- OBJETIVO 1 -
Reescreva as linhas da listagem entre a que contém "[indicate] the paddleboard" e a que contém "(1130, 699)", inclusive, trocando "shore" por "land" e mantendo todo o resto igual.

- TRECHO APRESENTADO -
Não existindo irregularidades a sanar, intimadas as partes a especificarem provas, a autora requereu o julgamento antecipado do feito e a União permaneceu inerte, tendo a Secretaria certificado o decurso do prazo, fazendo os autos conclusos para o Magistrado SENTENCIAR.

Resposta Nº 000654 por Felipe G Camargo Media: 6.00 de 1 Avaliação


Relatados, fundamento e decido.

 

Como as partes não manifestaram qualquer interesse na produção de provas e as questões discutidas são unicamente de direito, passo ao julgamento antecipado da lide, nos termos do art. 330, I, do Código de Processo Civil (CPC).

 

Admito a intervenção da empresa PISOLIMPO LTDA como assistente simples, com fundamento no art. 50 do CPC, pois presente o seu legítimo interesse jurídico no julgamento favorável à ré, na medida em que eventual procedência da demanda traria reflexos em sua posição jurídica como concorrente já habilitada na licitação promovida pela ré. Se a autora, como resultado desta ação, também for habilitada no procedimento licitatório, há possibilidade de que sua proposta seja melhor do que a da interveniente, o que tornaria esta vencida no certame. Não é caso de assistência litisconsorcial porque não há relação jurídica entre a interveniente e a autora (art. 54 do CPC).

 

Não conheço da impugnação ao valor da causa porque veiculada no bojo na contestação, quando deveria ter sido formulada em apartado, nos exatos termos do art. 261 do CPC.

 

Acolho a alegacão de litispendência no tocante ao pedido de afastamento da exigência editalícia das certidões negativas de débitos tributários, por se tratar de repetição de demanda objeto do mandado de segurança impetrado pela autora em face da autoridade responsável pela licitação, integrante da pessoa jurídica ré. Presente, portanto, a hipótese do art. 301, §§ 2º e 3º, do CPC, ainda que não haja exata identidade quanto aos pedidos — ordem de suspensão do certame, na ação mandamental, e habilitação ou anulação da concorrência, nesta ação. É que a questão discutida é uma só e ambos os provimentos levariam a efeitos práticos coincidentes, gerando evidente risco de decisões conflitantes. Denego, por conseguinte, o exame do mérito em relação à questão litispendente, com fundamento no art. 267, V, do CPC, prosseguindo-se o julgamento apenas quanto aos demais pedidos formulados na inicial.

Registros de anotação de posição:

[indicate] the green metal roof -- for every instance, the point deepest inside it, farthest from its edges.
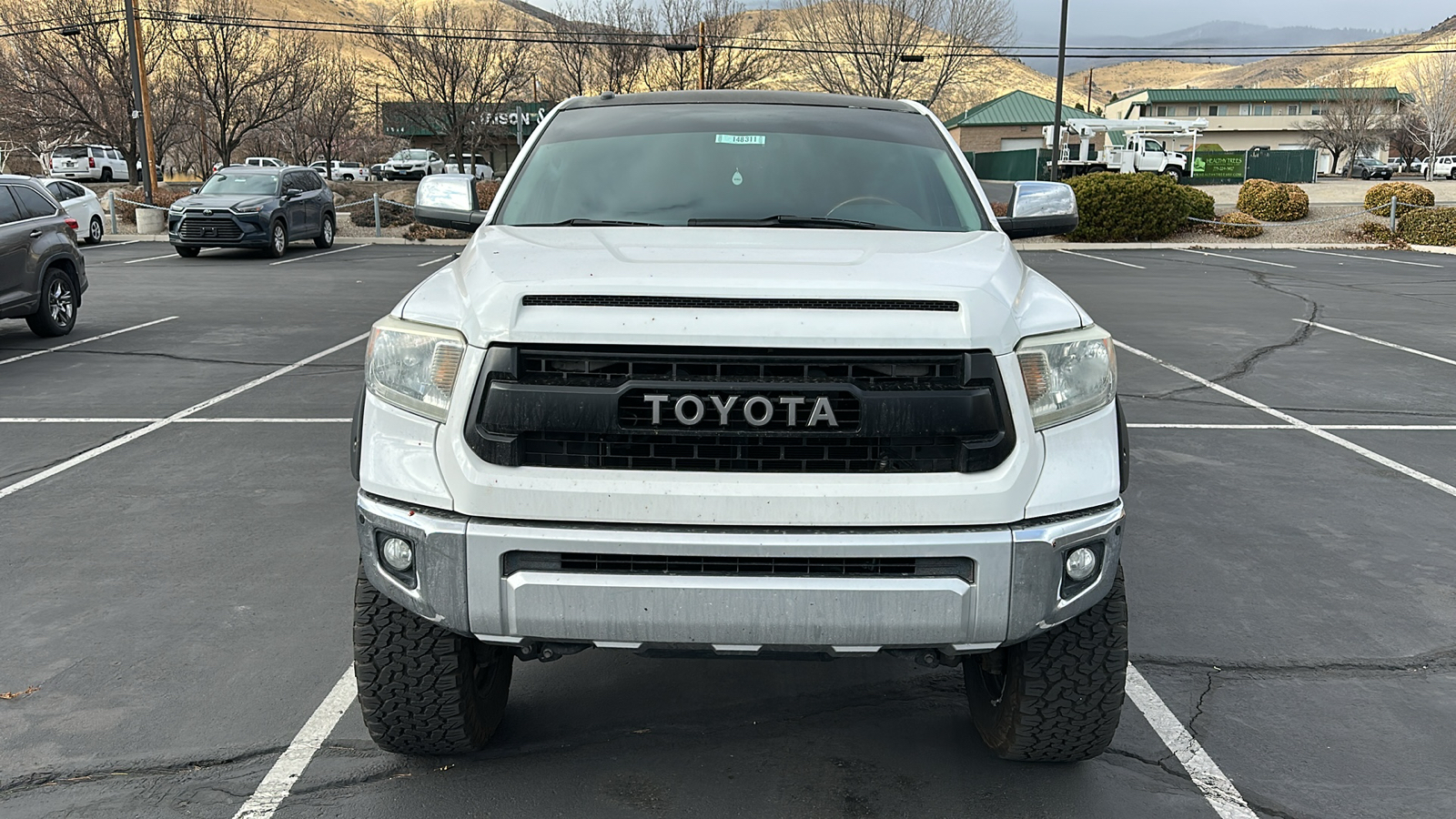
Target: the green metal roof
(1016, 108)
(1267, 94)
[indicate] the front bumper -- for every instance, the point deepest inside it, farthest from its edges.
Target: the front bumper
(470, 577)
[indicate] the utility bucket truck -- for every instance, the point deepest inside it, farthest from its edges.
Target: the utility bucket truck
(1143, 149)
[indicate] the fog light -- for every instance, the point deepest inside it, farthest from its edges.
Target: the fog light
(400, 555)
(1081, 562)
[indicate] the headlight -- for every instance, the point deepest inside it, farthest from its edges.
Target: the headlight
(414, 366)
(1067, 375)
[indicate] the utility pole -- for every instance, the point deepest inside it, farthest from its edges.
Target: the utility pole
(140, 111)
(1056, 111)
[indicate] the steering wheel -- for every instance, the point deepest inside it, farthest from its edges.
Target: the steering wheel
...
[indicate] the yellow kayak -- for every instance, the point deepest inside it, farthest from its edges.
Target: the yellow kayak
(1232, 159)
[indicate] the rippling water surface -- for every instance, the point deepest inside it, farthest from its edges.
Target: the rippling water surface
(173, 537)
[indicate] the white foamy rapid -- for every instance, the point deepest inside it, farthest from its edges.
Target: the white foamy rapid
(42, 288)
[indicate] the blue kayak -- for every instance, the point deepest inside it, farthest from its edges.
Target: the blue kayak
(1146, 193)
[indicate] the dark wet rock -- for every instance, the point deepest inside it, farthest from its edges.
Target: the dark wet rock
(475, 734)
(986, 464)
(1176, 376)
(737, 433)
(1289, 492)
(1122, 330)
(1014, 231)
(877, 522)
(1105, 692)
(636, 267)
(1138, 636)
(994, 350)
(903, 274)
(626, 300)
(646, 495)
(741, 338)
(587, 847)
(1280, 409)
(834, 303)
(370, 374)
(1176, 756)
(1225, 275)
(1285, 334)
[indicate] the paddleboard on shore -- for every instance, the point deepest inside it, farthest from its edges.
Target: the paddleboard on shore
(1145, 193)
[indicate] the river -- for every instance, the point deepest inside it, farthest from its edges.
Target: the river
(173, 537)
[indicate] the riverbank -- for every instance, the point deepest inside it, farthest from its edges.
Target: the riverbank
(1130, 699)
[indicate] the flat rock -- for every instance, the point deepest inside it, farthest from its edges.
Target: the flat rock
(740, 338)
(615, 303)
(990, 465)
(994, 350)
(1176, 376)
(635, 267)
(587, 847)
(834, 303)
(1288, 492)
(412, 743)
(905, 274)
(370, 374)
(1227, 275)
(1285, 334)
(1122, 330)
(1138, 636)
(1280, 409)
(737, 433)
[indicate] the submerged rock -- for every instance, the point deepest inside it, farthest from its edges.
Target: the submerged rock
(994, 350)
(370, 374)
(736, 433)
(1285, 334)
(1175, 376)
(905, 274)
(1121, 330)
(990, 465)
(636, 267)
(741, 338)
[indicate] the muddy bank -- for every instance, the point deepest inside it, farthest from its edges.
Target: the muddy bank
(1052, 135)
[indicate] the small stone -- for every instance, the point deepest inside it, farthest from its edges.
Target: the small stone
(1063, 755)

- OBJETIVO 2 -
No trecho apresentado, com base em qual artigo do CPC foi admitida a intervenção da PISOLIMPO LTDA como assistente simples?

- RESPOSTA ESCRITA 1 -
[indicate] the paddleboard on land -- for every instance, the point deepest inside it, farthest from its edges.
Target: the paddleboard on land
(1145, 193)
[indicate] the river -- for every instance, the point deepest inside it, farthest from its edges.
Target: the river
(173, 537)
[indicate] the riverbank -- for every instance, the point deepest inside it, farthest from its edges.
Target: the riverbank
(1130, 699)

- RESPOSTA ESCRITA 2 -
Com fundamento no art. 50 do CPC.